*TASK BRIEF:*
From the line with "Highlight tree branch." to the line with "Highlight thin branch.", retype every line exactly, including those two, and leave out the rest of the data below.

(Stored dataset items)
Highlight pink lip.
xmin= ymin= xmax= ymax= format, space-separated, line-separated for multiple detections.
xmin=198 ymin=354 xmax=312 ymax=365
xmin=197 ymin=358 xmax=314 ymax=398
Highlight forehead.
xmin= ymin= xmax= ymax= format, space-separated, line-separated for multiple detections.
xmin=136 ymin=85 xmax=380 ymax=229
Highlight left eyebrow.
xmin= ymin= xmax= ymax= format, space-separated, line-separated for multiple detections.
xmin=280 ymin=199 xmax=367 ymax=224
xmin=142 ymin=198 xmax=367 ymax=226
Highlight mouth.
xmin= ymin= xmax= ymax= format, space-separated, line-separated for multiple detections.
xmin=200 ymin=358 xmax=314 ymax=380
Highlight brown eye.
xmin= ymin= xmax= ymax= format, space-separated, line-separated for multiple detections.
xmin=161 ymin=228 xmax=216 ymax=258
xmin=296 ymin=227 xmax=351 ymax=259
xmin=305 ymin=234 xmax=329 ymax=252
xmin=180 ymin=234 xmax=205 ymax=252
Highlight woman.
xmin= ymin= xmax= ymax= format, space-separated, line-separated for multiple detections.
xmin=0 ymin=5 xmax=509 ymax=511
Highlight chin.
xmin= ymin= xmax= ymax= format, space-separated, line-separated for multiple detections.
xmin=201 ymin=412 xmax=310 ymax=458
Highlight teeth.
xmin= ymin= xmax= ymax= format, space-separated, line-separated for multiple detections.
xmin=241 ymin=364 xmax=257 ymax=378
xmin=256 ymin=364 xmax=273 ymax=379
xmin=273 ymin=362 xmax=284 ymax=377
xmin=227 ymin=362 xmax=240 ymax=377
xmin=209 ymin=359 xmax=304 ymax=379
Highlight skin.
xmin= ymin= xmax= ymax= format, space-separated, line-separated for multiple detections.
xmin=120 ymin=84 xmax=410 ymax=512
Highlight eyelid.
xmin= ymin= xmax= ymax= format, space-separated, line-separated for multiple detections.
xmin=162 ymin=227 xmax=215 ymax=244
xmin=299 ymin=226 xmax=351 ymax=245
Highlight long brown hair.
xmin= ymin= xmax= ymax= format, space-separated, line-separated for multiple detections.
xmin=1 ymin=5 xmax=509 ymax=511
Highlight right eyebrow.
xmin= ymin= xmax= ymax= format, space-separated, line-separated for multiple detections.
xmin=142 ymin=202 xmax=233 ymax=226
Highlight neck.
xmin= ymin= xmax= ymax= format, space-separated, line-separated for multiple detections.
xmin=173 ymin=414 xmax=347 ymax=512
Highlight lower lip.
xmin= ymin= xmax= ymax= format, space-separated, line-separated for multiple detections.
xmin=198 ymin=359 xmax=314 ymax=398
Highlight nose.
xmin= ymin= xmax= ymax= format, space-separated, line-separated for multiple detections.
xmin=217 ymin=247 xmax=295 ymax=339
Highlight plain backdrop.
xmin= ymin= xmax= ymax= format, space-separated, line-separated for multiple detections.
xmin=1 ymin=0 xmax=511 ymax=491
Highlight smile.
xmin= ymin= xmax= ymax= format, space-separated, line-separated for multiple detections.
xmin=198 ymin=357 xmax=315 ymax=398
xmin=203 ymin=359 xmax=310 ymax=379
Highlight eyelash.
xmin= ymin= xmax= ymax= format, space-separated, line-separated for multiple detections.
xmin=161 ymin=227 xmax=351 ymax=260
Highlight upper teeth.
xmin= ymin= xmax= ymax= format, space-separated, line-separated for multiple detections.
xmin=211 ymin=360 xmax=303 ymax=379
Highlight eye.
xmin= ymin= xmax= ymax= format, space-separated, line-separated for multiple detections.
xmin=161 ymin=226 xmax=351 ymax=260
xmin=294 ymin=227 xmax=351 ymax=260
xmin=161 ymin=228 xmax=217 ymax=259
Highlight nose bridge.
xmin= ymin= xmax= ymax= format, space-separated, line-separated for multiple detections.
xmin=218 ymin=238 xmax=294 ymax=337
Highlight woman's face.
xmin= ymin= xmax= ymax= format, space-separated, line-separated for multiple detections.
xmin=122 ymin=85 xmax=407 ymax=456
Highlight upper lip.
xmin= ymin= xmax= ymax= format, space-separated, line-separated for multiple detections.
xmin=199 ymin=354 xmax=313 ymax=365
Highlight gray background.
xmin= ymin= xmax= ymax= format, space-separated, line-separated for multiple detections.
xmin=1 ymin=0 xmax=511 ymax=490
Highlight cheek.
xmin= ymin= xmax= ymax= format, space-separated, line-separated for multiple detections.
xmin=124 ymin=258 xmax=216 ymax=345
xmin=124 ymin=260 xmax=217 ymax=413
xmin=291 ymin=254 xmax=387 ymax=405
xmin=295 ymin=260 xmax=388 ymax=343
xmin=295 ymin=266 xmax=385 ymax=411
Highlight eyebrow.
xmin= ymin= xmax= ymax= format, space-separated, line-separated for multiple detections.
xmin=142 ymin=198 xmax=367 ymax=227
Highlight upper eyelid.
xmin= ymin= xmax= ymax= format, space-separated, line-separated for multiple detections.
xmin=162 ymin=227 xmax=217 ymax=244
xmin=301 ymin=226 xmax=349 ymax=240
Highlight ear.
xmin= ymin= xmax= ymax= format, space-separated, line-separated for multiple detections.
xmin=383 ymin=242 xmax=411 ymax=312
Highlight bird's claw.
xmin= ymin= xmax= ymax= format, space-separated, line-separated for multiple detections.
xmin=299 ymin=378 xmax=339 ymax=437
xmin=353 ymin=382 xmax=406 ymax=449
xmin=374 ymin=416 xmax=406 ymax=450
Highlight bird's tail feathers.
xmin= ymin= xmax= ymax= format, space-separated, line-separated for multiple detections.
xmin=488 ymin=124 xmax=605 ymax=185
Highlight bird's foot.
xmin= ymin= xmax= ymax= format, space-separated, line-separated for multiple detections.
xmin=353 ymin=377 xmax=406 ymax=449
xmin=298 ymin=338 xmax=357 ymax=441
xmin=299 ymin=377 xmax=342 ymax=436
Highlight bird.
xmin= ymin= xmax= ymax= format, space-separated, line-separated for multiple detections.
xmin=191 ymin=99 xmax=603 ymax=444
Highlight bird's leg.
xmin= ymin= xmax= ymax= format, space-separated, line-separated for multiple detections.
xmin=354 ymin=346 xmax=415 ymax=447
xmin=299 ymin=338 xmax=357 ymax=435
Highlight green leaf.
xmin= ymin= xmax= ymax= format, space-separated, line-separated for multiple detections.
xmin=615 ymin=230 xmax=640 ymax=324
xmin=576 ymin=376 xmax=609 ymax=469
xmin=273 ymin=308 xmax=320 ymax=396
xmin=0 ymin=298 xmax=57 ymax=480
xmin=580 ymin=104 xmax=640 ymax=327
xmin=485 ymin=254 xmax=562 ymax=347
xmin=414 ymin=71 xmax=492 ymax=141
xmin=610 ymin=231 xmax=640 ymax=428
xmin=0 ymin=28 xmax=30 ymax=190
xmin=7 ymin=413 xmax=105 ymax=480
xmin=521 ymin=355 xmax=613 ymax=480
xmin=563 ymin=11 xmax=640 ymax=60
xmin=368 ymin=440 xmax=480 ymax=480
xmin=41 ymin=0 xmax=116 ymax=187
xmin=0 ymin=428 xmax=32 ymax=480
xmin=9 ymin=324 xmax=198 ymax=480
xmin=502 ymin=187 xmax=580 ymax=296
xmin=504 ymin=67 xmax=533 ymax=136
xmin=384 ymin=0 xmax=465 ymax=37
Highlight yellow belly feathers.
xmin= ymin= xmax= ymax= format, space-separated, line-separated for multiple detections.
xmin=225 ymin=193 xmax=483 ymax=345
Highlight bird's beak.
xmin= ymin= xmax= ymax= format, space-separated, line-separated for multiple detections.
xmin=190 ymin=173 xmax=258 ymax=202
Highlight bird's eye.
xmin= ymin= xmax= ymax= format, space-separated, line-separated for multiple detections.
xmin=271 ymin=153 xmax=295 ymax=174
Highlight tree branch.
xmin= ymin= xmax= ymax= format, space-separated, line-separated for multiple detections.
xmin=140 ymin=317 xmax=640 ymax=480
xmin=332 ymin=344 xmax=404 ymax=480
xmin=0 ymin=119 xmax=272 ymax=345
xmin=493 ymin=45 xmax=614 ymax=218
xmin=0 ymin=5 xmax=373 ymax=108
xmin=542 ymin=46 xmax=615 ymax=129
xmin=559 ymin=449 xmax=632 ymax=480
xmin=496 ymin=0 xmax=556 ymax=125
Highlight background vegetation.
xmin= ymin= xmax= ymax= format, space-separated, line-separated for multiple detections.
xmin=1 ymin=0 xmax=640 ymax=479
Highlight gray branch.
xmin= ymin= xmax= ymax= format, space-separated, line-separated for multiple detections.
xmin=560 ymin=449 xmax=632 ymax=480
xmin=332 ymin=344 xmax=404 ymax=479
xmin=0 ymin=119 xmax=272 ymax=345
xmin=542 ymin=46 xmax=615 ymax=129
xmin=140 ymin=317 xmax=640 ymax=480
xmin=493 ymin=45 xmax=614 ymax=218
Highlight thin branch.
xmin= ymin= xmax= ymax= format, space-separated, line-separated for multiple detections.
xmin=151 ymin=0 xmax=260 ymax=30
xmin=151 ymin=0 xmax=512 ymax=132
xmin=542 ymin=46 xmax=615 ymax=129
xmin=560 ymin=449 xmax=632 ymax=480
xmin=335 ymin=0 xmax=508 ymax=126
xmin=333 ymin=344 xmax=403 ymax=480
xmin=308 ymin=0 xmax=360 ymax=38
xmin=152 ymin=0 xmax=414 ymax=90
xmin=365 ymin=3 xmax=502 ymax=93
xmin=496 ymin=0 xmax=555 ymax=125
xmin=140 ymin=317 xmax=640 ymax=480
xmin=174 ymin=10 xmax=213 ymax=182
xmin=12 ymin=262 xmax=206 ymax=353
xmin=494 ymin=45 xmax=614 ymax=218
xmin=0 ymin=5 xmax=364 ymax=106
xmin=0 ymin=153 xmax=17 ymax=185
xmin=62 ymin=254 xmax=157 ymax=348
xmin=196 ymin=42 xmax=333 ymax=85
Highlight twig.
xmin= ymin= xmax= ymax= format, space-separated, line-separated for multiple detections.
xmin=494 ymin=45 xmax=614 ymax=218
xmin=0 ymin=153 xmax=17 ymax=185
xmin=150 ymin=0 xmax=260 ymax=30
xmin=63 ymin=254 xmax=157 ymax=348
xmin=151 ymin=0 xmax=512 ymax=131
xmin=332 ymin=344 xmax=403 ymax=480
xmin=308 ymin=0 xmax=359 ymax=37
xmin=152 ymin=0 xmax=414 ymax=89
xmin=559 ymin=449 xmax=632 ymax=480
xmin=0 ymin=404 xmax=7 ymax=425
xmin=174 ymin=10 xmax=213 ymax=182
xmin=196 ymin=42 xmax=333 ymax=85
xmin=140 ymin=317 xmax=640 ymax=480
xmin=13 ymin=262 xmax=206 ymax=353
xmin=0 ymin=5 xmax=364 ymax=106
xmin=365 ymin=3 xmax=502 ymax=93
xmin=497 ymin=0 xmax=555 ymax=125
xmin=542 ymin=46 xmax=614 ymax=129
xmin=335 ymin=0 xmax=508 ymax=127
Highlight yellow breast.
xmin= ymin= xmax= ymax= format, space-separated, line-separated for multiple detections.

*SOLUTION TO THIS TASK:*
Highlight tree branch.
xmin= ymin= xmax= ymax= format, space-separated, line-separated for multiple detections.
xmin=140 ymin=317 xmax=640 ymax=480
xmin=332 ymin=344 xmax=404 ymax=480
xmin=0 ymin=119 xmax=272 ymax=345
xmin=493 ymin=45 xmax=614 ymax=218
xmin=0 ymin=5 xmax=373 ymax=108
xmin=542 ymin=46 xmax=615 ymax=129
xmin=559 ymin=449 xmax=632 ymax=480
xmin=496 ymin=0 xmax=556 ymax=125
Highlight background vegetation.
xmin= ymin= xmax= ymax= format, space-separated, line-separated for multiple detections.
xmin=1 ymin=0 xmax=640 ymax=479
Highlight gray branch.
xmin= ymin= xmax= ymax= format, space-separated, line-separated for multiple detections.
xmin=560 ymin=449 xmax=632 ymax=480
xmin=332 ymin=344 xmax=404 ymax=479
xmin=0 ymin=119 xmax=272 ymax=345
xmin=542 ymin=46 xmax=615 ymax=129
xmin=140 ymin=317 xmax=640 ymax=480
xmin=493 ymin=45 xmax=614 ymax=218
Highlight thin branch.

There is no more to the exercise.